Recast the lines below as a Markdown table with the columns "Row" and "Line," numbering each row and skipping blank lines. Leave the pictures out.

Dataset records =

______________________________

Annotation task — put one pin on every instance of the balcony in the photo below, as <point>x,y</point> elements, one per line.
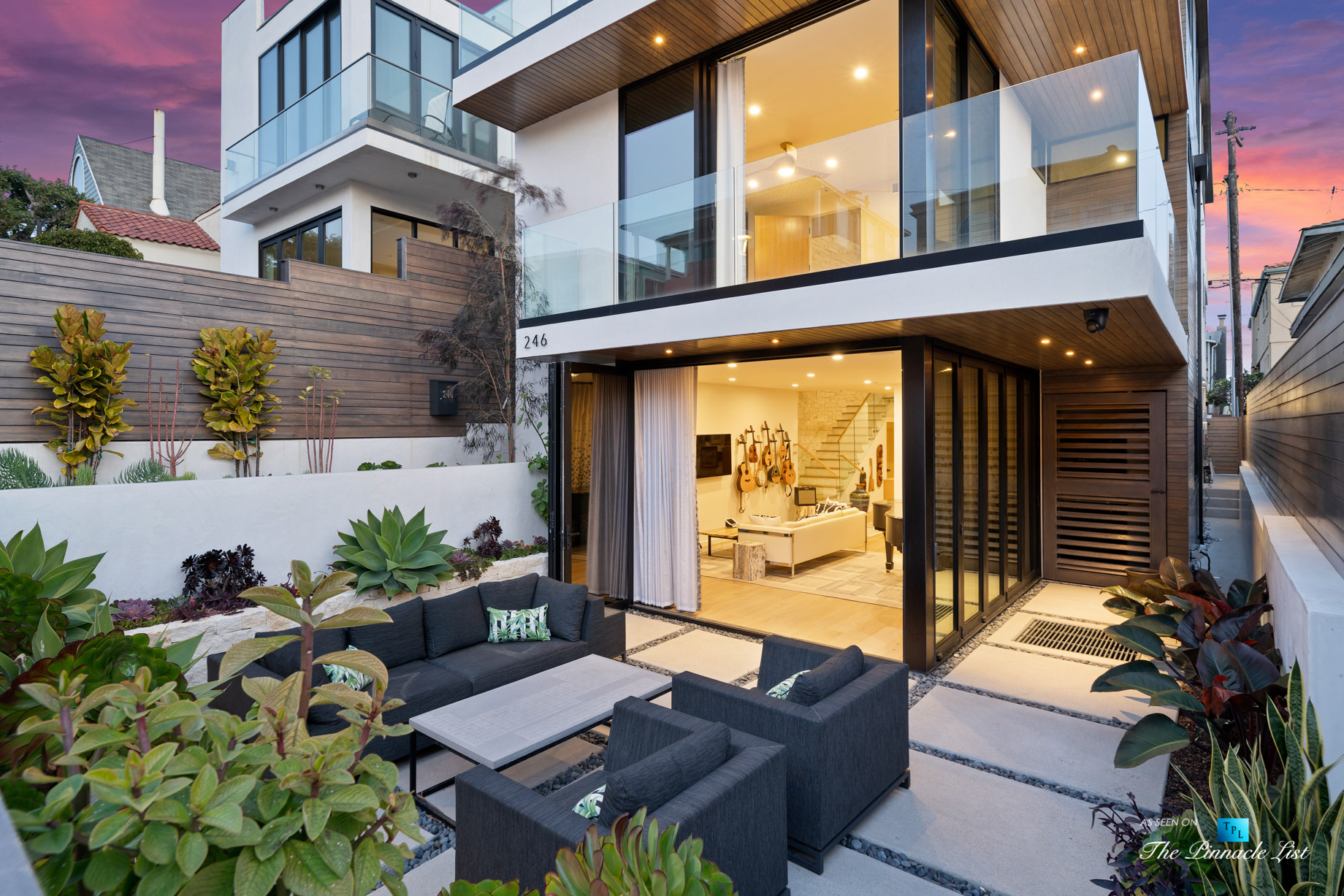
<point>1065,152</point>
<point>367,91</point>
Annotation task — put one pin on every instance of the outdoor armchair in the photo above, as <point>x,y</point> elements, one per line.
<point>844,753</point>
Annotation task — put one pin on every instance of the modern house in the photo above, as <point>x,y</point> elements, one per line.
<point>945,259</point>
<point>166,209</point>
<point>1272,318</point>
<point>339,132</point>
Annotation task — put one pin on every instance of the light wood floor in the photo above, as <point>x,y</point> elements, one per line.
<point>809,617</point>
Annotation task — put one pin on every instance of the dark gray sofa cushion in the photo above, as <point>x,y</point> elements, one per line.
<point>491,665</point>
<point>665,773</point>
<point>398,643</point>
<point>820,683</point>
<point>565,606</point>
<point>510,594</point>
<point>454,621</point>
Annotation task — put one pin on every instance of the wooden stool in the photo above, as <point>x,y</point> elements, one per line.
<point>749,561</point>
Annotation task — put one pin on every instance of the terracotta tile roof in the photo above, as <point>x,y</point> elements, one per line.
<point>152,227</point>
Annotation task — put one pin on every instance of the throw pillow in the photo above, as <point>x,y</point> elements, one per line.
<point>820,683</point>
<point>356,680</point>
<point>518,625</point>
<point>781,689</point>
<point>592,805</point>
<point>565,606</point>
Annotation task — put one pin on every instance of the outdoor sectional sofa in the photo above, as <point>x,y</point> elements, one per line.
<point>436,651</point>
<point>733,801</point>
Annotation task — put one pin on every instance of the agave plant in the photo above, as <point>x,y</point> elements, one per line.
<point>393,554</point>
<point>1222,670</point>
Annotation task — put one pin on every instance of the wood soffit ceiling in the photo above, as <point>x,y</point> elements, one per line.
<point>1027,38</point>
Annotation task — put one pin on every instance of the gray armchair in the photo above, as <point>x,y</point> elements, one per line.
<point>507,832</point>
<point>844,753</point>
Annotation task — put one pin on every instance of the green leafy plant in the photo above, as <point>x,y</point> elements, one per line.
<point>633,860</point>
<point>387,552</point>
<point>91,241</point>
<point>1222,668</point>
<point>20,470</point>
<point>35,625</point>
<point>151,792</point>
<point>233,366</point>
<point>85,380</point>
<point>1294,820</point>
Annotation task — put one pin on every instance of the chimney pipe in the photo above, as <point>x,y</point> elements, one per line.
<point>156,201</point>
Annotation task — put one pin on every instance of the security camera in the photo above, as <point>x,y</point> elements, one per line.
<point>1096,318</point>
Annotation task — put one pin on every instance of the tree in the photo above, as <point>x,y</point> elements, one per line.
<point>31,206</point>
<point>480,344</point>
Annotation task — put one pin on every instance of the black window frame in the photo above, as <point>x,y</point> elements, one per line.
<point>331,16</point>
<point>275,240</point>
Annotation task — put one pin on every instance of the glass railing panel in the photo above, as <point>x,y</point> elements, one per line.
<point>570,264</point>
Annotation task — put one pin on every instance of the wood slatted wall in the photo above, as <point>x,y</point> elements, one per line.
<point>362,326</point>
<point>1296,432</point>
<point>1179,448</point>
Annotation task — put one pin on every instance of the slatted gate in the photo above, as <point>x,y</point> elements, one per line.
<point>1104,470</point>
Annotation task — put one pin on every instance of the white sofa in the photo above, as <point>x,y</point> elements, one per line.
<point>798,540</point>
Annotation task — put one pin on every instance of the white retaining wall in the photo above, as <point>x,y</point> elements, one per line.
<point>148,529</point>
<point>1308,597</point>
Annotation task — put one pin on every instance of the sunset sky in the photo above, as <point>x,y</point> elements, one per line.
<point>100,69</point>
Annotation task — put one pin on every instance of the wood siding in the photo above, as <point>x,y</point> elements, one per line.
<point>1225,443</point>
<point>362,326</point>
<point>1296,432</point>
<point>1180,437</point>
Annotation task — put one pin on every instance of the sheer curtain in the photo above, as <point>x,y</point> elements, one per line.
<point>667,545</point>
<point>609,488</point>
<point>731,264</point>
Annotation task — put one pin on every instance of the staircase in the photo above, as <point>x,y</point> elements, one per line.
<point>828,468</point>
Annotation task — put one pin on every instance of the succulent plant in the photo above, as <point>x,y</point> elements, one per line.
<point>393,554</point>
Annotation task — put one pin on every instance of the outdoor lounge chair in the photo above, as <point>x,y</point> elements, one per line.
<point>844,753</point>
<point>505,830</point>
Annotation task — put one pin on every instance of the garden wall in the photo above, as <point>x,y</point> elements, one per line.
<point>148,529</point>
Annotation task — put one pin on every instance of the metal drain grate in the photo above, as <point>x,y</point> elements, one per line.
<point>1074,638</point>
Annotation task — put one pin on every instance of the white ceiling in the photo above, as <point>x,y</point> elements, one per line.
<point>848,374</point>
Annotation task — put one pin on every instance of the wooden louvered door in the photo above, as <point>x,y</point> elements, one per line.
<point>1104,470</point>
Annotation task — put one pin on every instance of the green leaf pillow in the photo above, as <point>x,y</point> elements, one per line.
<point>518,625</point>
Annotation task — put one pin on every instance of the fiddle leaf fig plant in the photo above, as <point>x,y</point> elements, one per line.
<point>147,790</point>
<point>85,379</point>
<point>234,367</point>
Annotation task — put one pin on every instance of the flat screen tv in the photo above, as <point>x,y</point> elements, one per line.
<point>713,456</point>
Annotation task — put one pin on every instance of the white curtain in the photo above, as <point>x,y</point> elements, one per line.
<point>731,265</point>
<point>667,543</point>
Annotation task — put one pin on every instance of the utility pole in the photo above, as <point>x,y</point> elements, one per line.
<point>1234,254</point>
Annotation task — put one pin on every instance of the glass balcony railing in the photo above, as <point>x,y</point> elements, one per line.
<point>1069,150</point>
<point>369,89</point>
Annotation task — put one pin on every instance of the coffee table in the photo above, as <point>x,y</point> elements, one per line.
<point>518,720</point>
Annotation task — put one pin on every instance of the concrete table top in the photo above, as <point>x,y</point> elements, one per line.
<point>502,726</point>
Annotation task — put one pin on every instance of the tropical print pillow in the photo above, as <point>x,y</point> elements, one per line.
<point>592,805</point>
<point>356,680</point>
<point>518,625</point>
<point>782,689</point>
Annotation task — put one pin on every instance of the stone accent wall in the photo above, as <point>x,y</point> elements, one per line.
<point>224,632</point>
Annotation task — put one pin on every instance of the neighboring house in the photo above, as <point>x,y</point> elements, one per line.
<point>120,182</point>
<point>159,240</point>
<point>1272,318</point>
<point>1003,277</point>
<point>340,136</point>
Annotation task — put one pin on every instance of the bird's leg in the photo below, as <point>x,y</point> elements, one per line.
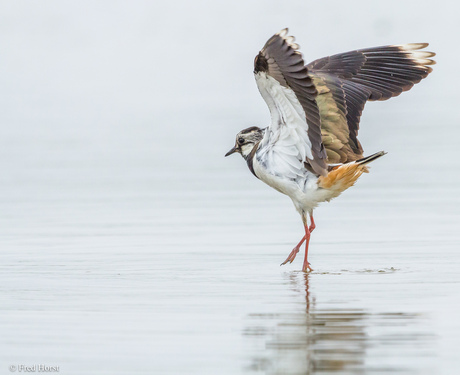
<point>312,225</point>
<point>296,249</point>
<point>294,252</point>
<point>306,265</point>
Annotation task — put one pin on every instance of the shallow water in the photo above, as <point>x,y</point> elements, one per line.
<point>129,244</point>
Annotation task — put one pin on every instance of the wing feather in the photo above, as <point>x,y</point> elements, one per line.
<point>356,77</point>
<point>290,93</point>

______________________________

The output =
| Row | Line |
|---|---|
| 1 | Annotation task — put one pin on every instance of the balcony in the photo below, as <point>x,y</point> elements, one per line. |
| 2 | <point>1065,152</point> |
| 3 | <point>367,91</point> |
| 4 | Annotation task — put one pin on every instance of the outdoor armchair in the photo above, as <point>x,y</point> elements, one per line. |
| 5 | <point>844,753</point> |
| 6 | Annotation task — put one pin on every instance of the modern house in the photo above, as <point>x,y</point> elements, one per line. |
| 7 | <point>945,259</point> |
| 8 | <point>166,209</point> |
| 9 | <point>1272,318</point> |
| 10 | <point>339,132</point> |
| 11 | Annotation task — put one pin on every instance of the light wood floor in the photo above, as <point>x,y</point> elements, one per line. |
| 12 | <point>809,617</point> |
| 13 | Annotation task — put one pin on every instance of the dark gray sofa cushion in the photo above, as <point>x,y</point> elements, one per line. |
| 14 | <point>491,665</point> |
| 15 | <point>665,773</point> |
| 16 | <point>398,643</point> |
| 17 | <point>820,683</point> |
| 18 | <point>565,606</point> |
| 19 | <point>510,594</point> |
| 20 | <point>454,621</point> |
| 21 | Annotation task — put one pin on every instance of the wooden stool in the photo above, as <point>x,y</point> elements, one per line. |
| 22 | <point>749,561</point> |
| 23 | Annotation task — put one pin on every instance of the terracotta tile roof in the photo above, as <point>x,y</point> elements, one per line. |
| 24 | <point>152,227</point> |
| 25 | Annotation task — put one pin on every instance of the throw pillow in the photo above, as <point>x,y</point> elements, one per line. |
| 26 | <point>820,683</point> |
| 27 | <point>356,680</point> |
| 28 | <point>518,625</point> |
| 29 | <point>781,689</point> |
| 30 | <point>592,805</point> |
| 31 | <point>565,606</point> |
| 32 | Annotation task — put one pin on every instance of the outdoor sectional sofa in the photo above, as <point>x,y</point> elements, one per line. |
| 33 | <point>436,651</point> |
| 34 | <point>733,801</point> |
| 35 | Annotation task — put one pin on every instance of the agave plant in the photo above, as <point>x,y</point> elements, one per line. |
| 36 | <point>393,554</point> |
| 37 | <point>1222,670</point> |
| 38 | Annotation task — put one pin on every instance of the wood soffit ceiling in the photo above, as <point>x,y</point> elements, one per line. |
| 39 | <point>1027,38</point> |
| 40 | Annotation task — put one pin on every instance of the gray armchair in the photo above, as <point>x,y</point> elements, one per line. |
| 41 | <point>507,832</point> |
| 42 | <point>844,753</point> |
| 43 | Annotation task — put one pin on every instance of the green leafy plant in the photo above, as <point>x,y</point> elements, one per line. |
| 44 | <point>633,860</point> |
| 45 | <point>387,552</point> |
| 46 | <point>91,241</point> |
| 47 | <point>1222,668</point> |
| 48 | <point>20,470</point> |
| 49 | <point>35,625</point> |
| 50 | <point>151,792</point> |
| 51 | <point>233,366</point> |
| 52 | <point>85,380</point> |
| 53 | <point>1294,820</point> |
| 54 | Annotation task — put one pin on every instance of the chimney pipe in the photo above, as <point>x,y</point> elements, one per line. |
| 55 | <point>156,201</point> |
| 56 | Annotation task — put one pin on every instance of the security camera in the photo above, as <point>x,y</point> elements, one per line. |
| 57 | <point>1096,318</point> |
| 58 | Annotation task — put one pin on every instance of the tree in the photo above, as <point>x,y</point> elements, one per line. |
| 59 | <point>31,206</point> |
| 60 | <point>480,344</point> |
| 61 | Annotation task — put one pin on every instance of the black window frame in the photo above, as <point>x,y</point> elements, one per line. |
| 62 | <point>331,16</point> |
| 63 | <point>275,240</point> |
| 64 | Annotation task — put one pin on every instance of the glass railing panel in the photo above, as <point>x,y</point> elements, one per line. |
| 65 | <point>570,264</point> |
| 66 | Annotation task — put one pin on every instance of the wood slatted wall in the photo above, as <point>x,y</point> elements, one per line. |
| 67 | <point>362,326</point> |
| 68 | <point>1296,432</point> |
| 69 | <point>1179,448</point> |
| 70 | Annotation task — put one pin on every instance of the slatted gate in the photo above, as <point>x,y</point> elements, one per line. |
| 71 | <point>1104,470</point> |
| 72 | Annotation task — put one pin on every instance of the white sofa in the photo above, as <point>x,y</point> elements, one per line. |
| 73 | <point>798,540</point> |
| 74 | Annotation task — put one pin on every instance of the white retaining wall in the photo above, as <point>x,y</point> elements, one per line. |
| 75 | <point>148,529</point> |
| 76 | <point>1308,597</point> |
| 77 | Annotation task — put one pin on every instance of the sunset sky in the photo above, as <point>x,y</point> elements, one per line. |
| 78 | <point>100,69</point> |
| 79 | Annotation task — put one pin on every instance of the wood siding in the photo above, as <point>x,y</point> elements, one per line. |
| 80 | <point>1225,443</point> |
| 81 | <point>362,326</point> |
| 82 | <point>1296,432</point> |
| 83 | <point>1180,437</point> |
| 84 | Annotation task — put one pin on every instance of the sheer curtain in the photo above, as <point>x,y</point> elements, one per line. |
| 85 | <point>667,545</point> |
| 86 | <point>609,488</point> |
| 87 | <point>731,264</point> |
| 88 | Annotation task — put one pin on every instance of the staircase in the photo above, as <point>x,y</point> elements, one per line. |
| 89 | <point>828,468</point> |
| 90 | Annotation task — put one pin on every instance of the succulent plant in the photo above, as <point>x,y</point> elements, one per line. |
| 91 | <point>393,554</point> |
| 92 | Annotation task — put one pin on every instance of the outdoor lounge chair in the photo above, as <point>x,y</point> elements, one per line. |
| 93 | <point>844,753</point> |
| 94 | <point>505,830</point> |
| 95 | Annotation task — put one pin on every instance of the garden wall in the photo above, as <point>x,y</point> elements, one per line. |
| 96 | <point>148,529</point> |
| 97 | Annotation task — put one pin on every instance of the metal drain grate in the photo above, as <point>x,y</point> elements, one per line. |
| 98 | <point>1074,638</point> |
| 99 | Annotation task — put one pin on every instance of the white ceiling in the photo above, as <point>x,y</point> elements, one per line. |
| 100 | <point>848,374</point> |
| 101 | Annotation task — put one pin on every instance of the wooden louvered door in the photo above, as <point>x,y</point> elements, one per line. |
| 102 | <point>1104,470</point> |
| 103 | Annotation task — put one pin on every instance of the green leaf pillow in the photo above, as <point>x,y</point> elements, one per line. |
| 104 | <point>518,625</point> |
| 105 | Annotation task — put one pin on every instance of the fiddle leaf fig plant in the photo above, as <point>x,y</point> elements, one per line. |
| 106 | <point>147,790</point> |
| 107 | <point>85,379</point> |
| 108 | <point>234,367</point> |
| 109 | Annotation task — put one pin on every instance of the flat screen tv in the photo above, as <point>x,y</point> elements, one per line. |
| 110 | <point>713,456</point> |
| 111 | Annotation task — put one pin on every instance of the white curtain in the photo above, as <point>x,y</point> elements, one per line. |
| 112 | <point>731,265</point> |
| 113 | <point>667,543</point> |
| 114 | Annotation task — put one pin on every instance of the utility pole in the photo above, as <point>x,y</point> elements, one per line. |
| 115 | <point>1234,254</point> |
| 116 | Annotation task — put one pin on every instance of the glass balcony railing in the photo above, as <point>x,y</point> elements, one per line. |
| 117 | <point>1069,150</point> |
| 118 | <point>369,89</point> |
| 119 | Annotation task — put one pin on every instance of the coffee table in the photo above, as <point>x,y</point> elements, one per line. |
| 120 | <point>518,720</point> |
| 121 | Annotation task — put one pin on every instance of the concrete table top in the photo above, as <point>x,y</point> elements, one per line. |
| 122 | <point>502,726</point> |
| 123 | Annotation task — put one pin on every instance of the tropical print pillow in the photo above, as <point>x,y</point> elements, one per line. |
| 124 | <point>592,805</point> |
| 125 | <point>356,680</point> |
| 126 | <point>518,625</point> |
| 127 | <point>782,689</point> |
| 128 | Annotation task — put one pin on every instance of the stone accent wall in the photo above, as <point>x,y</point> elements, one per line. |
| 129 | <point>224,632</point> |
| 130 | Annotation task — put one pin on every instance of the neighboring house in the photo above, as <point>x,y</point> elements, one per line. |
| 131 | <point>120,182</point> |
| 132 | <point>159,240</point> |
| 133 | <point>1272,318</point> |
| 134 | <point>1003,277</point> |
| 135 | <point>340,136</point> |
| 136 | Annotation task — put one pin on every instance of the bird's leg in the photo below, as <point>x,y</point> elements, one per line. |
| 137 | <point>312,225</point> |
| 138 | <point>296,249</point> |
| 139 | <point>294,252</point> |
| 140 | <point>306,265</point> |
| 141 | Annotation task — put one pin on every instance of the shallow water in the photo above, as <point>x,y</point> elements, one per line. |
| 142 | <point>129,244</point> |
| 143 | Annotation task — put one pin on every instance of the wing feather in the photo above, as <point>x,y</point> elements, one per line. |
| 144 | <point>356,77</point> |
| 145 | <point>290,93</point> |